### [REQUIRED ACTIONS]
A – Name every Professorial Fellow mentioned in the International Women's Day 2021 page.
B – Print the part of the International Women's Day 2021 page that starts at "Some Nuffield Fellows" and ends at "Understanding Society study.".

International Women's Day 2021

08 Mar 21

International Women's Day 2021

Some of our academics are, as part of their broader social science interests, conducting research pertinent to women and gender. We have gathered some recent examples.

At its foundation in 1937, Nuffield College became the first Oxford College to admit both men and women as students and Fellows, and the first College to recruit only graduate students and to focus on a set subject area – the social sciences. This founding mission still shapes the College’s activity, at a time when the social sciences are even more important in helping us understand and address the social, economic and political problems we face.

Gender inequality is one of these problems and a growing area of study in the social sciences. In celebration of this year’s International Women’s Day, we have collated below some of the recent research being done on women and gender by Nuffield Fellows and students.

For an even fuller list – which includes work by Nuffield Associates, alumni and former Fellows – see this comprehensive collection compiled by the Nuffield Library team on SOLO.

Women and work during COVID-19

Some Nuffield Fellows and students have been working on women’s work during the coronavirus specifically when the boundaries between home and work have become blurred.

Professorial Fellow Barbara Petrongolo has co-authored a working paper with colleague Claudia Hupkau on the impact of the UK lockdown on men and women’s paid and unpaid work, using data from the COVID-19 supplement of the Understanding Society study.

In an earlier paper, published in the same issue of Fiscal Studies, DPhil student Marta Golin and co-authors, including Associate Member Abi Adams-Prassl, analyse the workers who were furloughed in the UK’s first COVID-19 lockdown in April and May and the terms of those arrangements. They find that women are significantly more likely to be have been furloughed.

Women and digital inequality

Professorial Fellow Ridhi Kashyap works with colleagues around the world to measure global digital gender inequality by filling data gaps with gender-disaggregated data from sources such as Facebook and Google. A recent paper with DPhil student Florianne Verkroost, for example, uses data from LinkedIn to show how men generally outnumber women in the IT sector on the platform.

In another paper from earlier in the year, Ridhi writes with co-authors, including Non-Stipendiary Fellow Valentina Rotondi and Senior Research Fellow Francesco Billari, about how mobile phones are driving a revolution for women in the developing world. They show that access to mobile phones is linked to lower gender inequalities, enhanced contraceptive use and lower maternal and child mortality, and that this relationship is stronger in the developing world.

Women on the board and as breadwinners

Non-Stipendiary Research Fellow Helen Kowalewska has published very recent work on women in work, especially on company boards and as the main household earners.

In her paper ‘Bringing Women on Board’, Helen finds that countries are unlikely to have a ‘critical mass’ of women in private-sector boardrooms without certain welfare-state policies, such as providing childcare. Some family-focussed policies could even help do away with boardroom quotes in favour of softer interventions, such as voluntary recommendations.

Helen also analyses household incomes with co-author Agnese Vitali in another recent paper on female breadwinners. They find that female breadwinners in heterosexual couples have lower average earnings and never, in their model, have higher disposable income than male breadwinners.

Gender and intergenerational class mobility

Professorial Fellow Bess Bukodi applies a gender lens to her work on social mobility in a recent paper with Non-Stipendiary Research Fellow Marii Paskov. Using a new European comparative data set, they find that, for example, women are more likely than men to be in a different class position than their parents, although the reasons for this may be different from East to West. Levels of relative mobility are not broadly different between men and women, however, although there are some differences in the pattern of these rates.

### [ENTRIES SUPPLIED]

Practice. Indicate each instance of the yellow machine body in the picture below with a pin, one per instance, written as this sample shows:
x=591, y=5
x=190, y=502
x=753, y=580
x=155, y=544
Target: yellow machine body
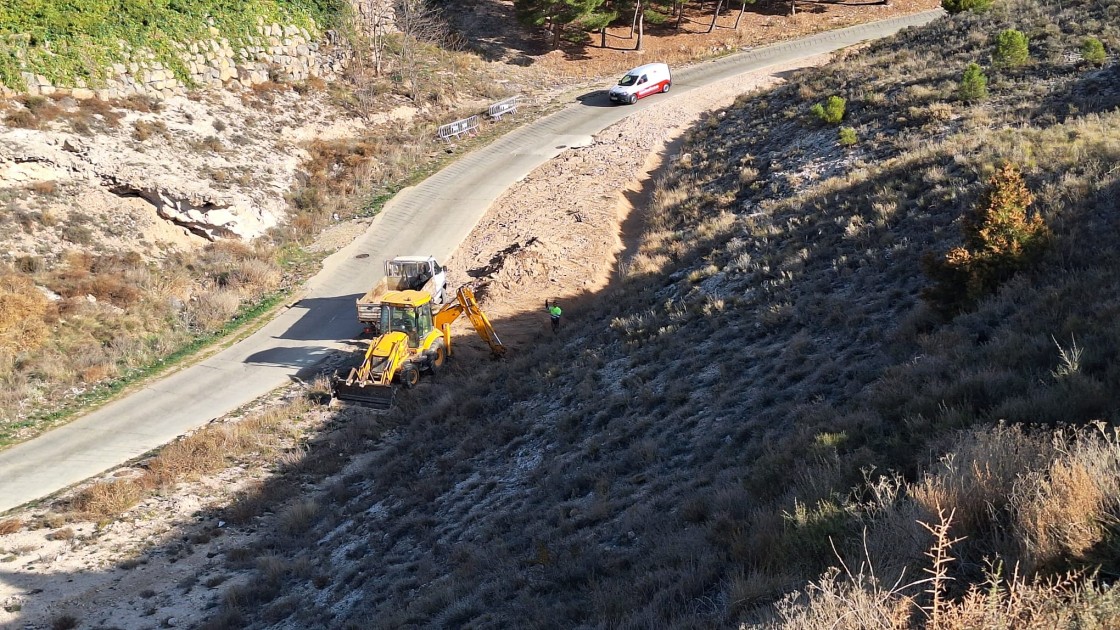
x=414, y=340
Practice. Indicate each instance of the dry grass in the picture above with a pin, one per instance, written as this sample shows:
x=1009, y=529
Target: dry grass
x=766, y=349
x=204, y=452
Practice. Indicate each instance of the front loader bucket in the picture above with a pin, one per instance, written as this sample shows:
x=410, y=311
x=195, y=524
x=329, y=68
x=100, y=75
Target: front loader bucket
x=367, y=395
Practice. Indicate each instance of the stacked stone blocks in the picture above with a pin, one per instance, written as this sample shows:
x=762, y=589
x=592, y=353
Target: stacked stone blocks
x=278, y=53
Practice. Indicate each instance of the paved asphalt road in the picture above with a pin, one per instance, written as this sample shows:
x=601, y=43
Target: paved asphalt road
x=432, y=218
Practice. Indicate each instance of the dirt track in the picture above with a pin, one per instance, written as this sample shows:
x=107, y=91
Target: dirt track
x=559, y=233
x=554, y=235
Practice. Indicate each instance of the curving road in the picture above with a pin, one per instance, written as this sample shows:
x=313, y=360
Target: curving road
x=431, y=218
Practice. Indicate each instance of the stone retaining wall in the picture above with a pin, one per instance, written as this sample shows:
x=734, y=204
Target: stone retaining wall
x=278, y=53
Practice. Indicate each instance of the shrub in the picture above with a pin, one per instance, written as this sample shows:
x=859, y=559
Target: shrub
x=999, y=240
x=1092, y=51
x=22, y=307
x=1011, y=48
x=960, y=6
x=973, y=84
x=831, y=111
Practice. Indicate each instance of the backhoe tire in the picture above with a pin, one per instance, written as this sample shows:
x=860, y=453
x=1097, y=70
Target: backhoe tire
x=437, y=355
x=409, y=376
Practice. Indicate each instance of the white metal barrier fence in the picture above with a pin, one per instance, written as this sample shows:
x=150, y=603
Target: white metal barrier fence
x=468, y=126
x=502, y=108
x=458, y=128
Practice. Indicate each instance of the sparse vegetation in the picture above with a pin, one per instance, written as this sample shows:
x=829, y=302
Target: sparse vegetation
x=1000, y=239
x=642, y=472
x=78, y=40
x=819, y=425
x=1011, y=48
x=1092, y=51
x=973, y=85
x=831, y=111
x=960, y=6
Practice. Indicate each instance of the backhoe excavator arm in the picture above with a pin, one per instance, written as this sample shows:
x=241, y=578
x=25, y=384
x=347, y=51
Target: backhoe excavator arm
x=466, y=303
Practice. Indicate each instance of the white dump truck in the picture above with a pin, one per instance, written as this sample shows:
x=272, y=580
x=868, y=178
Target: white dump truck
x=403, y=272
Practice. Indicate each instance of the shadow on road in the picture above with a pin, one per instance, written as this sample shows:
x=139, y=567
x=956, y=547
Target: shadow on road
x=325, y=318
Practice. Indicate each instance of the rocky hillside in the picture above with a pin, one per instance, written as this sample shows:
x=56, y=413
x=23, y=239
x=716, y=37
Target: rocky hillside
x=765, y=392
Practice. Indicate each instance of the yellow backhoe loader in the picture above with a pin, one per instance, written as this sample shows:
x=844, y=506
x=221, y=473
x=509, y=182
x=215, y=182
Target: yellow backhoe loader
x=413, y=340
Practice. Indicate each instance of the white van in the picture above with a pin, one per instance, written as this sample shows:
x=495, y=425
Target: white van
x=641, y=82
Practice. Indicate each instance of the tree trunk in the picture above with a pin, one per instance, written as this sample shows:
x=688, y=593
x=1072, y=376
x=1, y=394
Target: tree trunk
x=715, y=15
x=743, y=9
x=641, y=26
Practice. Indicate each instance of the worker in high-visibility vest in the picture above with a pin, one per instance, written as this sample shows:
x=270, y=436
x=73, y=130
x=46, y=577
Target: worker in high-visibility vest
x=553, y=314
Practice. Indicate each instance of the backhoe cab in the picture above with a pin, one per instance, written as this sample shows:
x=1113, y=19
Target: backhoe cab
x=413, y=340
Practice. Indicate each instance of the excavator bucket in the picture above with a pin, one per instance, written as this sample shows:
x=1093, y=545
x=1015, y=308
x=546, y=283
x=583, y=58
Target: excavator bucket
x=366, y=395
x=479, y=321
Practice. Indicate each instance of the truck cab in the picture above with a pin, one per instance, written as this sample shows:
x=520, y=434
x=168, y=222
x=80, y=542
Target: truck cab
x=644, y=80
x=418, y=270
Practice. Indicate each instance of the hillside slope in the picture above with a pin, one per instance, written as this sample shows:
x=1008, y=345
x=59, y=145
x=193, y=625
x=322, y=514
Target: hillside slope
x=688, y=447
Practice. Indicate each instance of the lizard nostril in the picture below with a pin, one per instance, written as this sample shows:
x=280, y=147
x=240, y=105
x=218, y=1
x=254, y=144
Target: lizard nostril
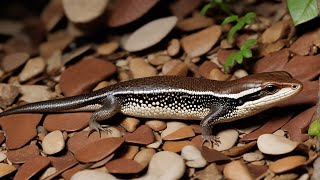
x=295, y=86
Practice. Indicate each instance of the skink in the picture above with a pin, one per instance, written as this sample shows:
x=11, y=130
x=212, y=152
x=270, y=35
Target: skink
x=173, y=97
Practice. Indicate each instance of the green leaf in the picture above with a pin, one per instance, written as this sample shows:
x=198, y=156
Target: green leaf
x=248, y=44
x=229, y=19
x=229, y=62
x=246, y=53
x=248, y=17
x=239, y=58
x=302, y=10
x=314, y=129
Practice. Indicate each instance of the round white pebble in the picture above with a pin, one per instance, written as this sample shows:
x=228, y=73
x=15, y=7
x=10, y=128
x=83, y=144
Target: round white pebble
x=53, y=142
x=92, y=175
x=275, y=145
x=193, y=157
x=228, y=138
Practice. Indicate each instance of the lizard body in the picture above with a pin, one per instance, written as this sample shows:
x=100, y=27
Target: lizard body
x=173, y=97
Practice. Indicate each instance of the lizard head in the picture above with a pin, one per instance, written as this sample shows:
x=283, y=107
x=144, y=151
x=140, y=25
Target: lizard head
x=253, y=94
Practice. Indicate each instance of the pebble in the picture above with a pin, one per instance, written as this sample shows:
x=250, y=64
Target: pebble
x=93, y=175
x=159, y=60
x=272, y=62
x=210, y=172
x=201, y=42
x=124, y=166
x=144, y=156
x=228, y=138
x=19, y=129
x=67, y=121
x=175, y=68
x=53, y=142
x=212, y=155
x=48, y=172
x=156, y=125
x=182, y=133
x=35, y=93
x=193, y=157
x=130, y=124
x=108, y=48
x=239, y=150
x=60, y=162
x=175, y=146
x=151, y=33
x=236, y=170
x=82, y=138
x=139, y=68
x=196, y=128
x=76, y=52
x=240, y=73
x=298, y=125
x=8, y=94
x=173, y=48
x=143, y=135
x=267, y=142
x=85, y=75
x=287, y=163
x=157, y=143
x=6, y=169
x=131, y=151
x=274, y=123
x=308, y=95
x=47, y=48
x=296, y=67
x=31, y=167
x=98, y=150
x=165, y=165
x=127, y=11
x=206, y=67
x=253, y=156
x=275, y=32
x=13, y=61
x=70, y=172
x=224, y=54
x=33, y=67
x=101, y=85
x=218, y=75
x=197, y=21
x=172, y=127
x=3, y=156
x=54, y=63
x=23, y=154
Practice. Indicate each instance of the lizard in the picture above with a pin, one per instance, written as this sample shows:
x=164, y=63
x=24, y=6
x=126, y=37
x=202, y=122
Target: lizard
x=177, y=97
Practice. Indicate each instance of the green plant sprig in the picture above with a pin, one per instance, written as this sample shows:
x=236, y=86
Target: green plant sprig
x=222, y=4
x=241, y=22
x=245, y=52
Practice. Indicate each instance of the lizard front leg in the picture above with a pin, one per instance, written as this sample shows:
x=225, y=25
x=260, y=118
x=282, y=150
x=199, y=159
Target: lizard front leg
x=110, y=106
x=216, y=111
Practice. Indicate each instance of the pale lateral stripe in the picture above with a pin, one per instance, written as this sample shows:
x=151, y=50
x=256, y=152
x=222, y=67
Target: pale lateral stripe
x=234, y=96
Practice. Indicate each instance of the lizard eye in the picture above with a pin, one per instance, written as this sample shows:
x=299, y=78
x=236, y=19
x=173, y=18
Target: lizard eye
x=271, y=88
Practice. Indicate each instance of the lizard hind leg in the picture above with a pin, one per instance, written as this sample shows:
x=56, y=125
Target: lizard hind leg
x=110, y=106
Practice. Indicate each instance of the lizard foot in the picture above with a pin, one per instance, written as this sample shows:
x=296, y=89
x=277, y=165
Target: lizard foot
x=211, y=139
x=94, y=126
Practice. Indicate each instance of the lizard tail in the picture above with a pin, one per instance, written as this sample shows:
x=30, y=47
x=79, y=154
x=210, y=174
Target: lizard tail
x=74, y=103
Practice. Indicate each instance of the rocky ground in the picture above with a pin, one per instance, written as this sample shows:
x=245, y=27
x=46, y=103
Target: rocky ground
x=63, y=48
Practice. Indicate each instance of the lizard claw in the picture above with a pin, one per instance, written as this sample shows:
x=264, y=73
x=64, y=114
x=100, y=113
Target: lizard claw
x=212, y=140
x=94, y=126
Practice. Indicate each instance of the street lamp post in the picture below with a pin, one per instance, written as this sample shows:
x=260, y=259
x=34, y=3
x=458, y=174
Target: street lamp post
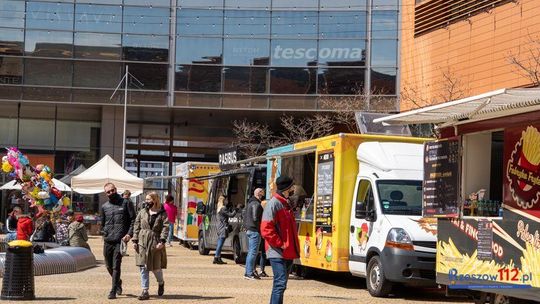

### [ANSWERS TO EACH TASK]
A – Barbara Petrongolo, Ridhi Kashyap, Bess Bukodi

B –
Some Nuffield Fellows and students have been working on women’s work during the coronavirus specifically when the boundaries between home and work have become blurred.

Professorial Fellow Barbara Petrongolo has co-authored a working paper with colleague Claudia Hupkau on the impact of the UK lockdown on men and women’s paid and unpaid work, using data from the COVID-19 supplement of the Understanding Society study.